╔══

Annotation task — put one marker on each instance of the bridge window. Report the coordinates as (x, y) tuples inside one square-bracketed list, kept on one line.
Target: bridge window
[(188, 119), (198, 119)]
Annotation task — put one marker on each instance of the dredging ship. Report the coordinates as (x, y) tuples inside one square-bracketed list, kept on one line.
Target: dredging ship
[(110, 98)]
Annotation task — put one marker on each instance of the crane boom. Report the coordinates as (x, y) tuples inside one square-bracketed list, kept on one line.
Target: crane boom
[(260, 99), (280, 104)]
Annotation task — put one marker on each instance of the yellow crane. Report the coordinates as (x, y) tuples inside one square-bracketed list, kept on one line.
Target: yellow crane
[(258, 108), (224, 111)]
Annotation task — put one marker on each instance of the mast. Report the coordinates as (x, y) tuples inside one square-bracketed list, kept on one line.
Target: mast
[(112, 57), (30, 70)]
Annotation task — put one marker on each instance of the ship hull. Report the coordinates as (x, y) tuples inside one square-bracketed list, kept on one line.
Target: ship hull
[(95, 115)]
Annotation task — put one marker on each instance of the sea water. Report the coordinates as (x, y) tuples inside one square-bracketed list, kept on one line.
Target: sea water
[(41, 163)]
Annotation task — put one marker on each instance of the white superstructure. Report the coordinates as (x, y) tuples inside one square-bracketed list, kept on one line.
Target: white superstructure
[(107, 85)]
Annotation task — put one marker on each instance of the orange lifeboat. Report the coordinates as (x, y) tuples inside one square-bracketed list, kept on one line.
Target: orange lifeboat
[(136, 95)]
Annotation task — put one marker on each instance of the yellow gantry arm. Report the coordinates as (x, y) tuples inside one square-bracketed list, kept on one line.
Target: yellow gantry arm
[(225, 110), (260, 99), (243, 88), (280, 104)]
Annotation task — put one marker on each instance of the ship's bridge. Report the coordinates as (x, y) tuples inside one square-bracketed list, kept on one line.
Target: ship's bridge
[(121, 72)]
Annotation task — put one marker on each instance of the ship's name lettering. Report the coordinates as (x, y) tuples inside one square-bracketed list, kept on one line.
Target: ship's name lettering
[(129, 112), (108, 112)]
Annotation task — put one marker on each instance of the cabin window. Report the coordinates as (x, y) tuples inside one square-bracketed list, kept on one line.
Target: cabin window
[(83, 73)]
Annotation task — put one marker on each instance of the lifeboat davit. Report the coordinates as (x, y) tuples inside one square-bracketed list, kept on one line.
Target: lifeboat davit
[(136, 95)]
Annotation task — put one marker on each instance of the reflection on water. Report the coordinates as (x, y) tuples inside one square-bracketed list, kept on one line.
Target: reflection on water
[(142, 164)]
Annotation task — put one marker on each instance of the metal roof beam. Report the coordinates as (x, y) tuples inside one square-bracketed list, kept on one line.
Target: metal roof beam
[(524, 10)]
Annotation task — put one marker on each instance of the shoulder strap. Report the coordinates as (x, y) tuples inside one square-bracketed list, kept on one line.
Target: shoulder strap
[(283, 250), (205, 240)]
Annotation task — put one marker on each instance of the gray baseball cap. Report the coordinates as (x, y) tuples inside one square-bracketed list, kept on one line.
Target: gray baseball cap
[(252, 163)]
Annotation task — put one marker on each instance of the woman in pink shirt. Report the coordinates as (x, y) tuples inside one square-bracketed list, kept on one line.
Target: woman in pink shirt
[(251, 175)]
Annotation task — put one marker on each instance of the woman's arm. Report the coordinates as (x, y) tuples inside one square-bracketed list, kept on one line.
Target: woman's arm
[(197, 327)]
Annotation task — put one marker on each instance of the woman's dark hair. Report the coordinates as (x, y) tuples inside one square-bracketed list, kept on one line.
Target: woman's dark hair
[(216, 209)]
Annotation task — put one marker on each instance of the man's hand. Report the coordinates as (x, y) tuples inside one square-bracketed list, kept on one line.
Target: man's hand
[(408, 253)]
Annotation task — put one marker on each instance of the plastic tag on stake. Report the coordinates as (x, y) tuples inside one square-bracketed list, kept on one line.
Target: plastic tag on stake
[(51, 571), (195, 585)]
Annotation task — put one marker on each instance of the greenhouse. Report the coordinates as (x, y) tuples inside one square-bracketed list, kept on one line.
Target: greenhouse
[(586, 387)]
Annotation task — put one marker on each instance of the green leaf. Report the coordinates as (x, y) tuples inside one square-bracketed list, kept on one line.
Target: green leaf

╚══

### What is expected
From the listing above, copy every line where the string "leaf" is found.

### Expected answer
Annotation task — put one marker on each instance of the green leaf. Report the coordinates as (x, y) tuples inside one square-bracketed list, kept on one line.
Target: green leaf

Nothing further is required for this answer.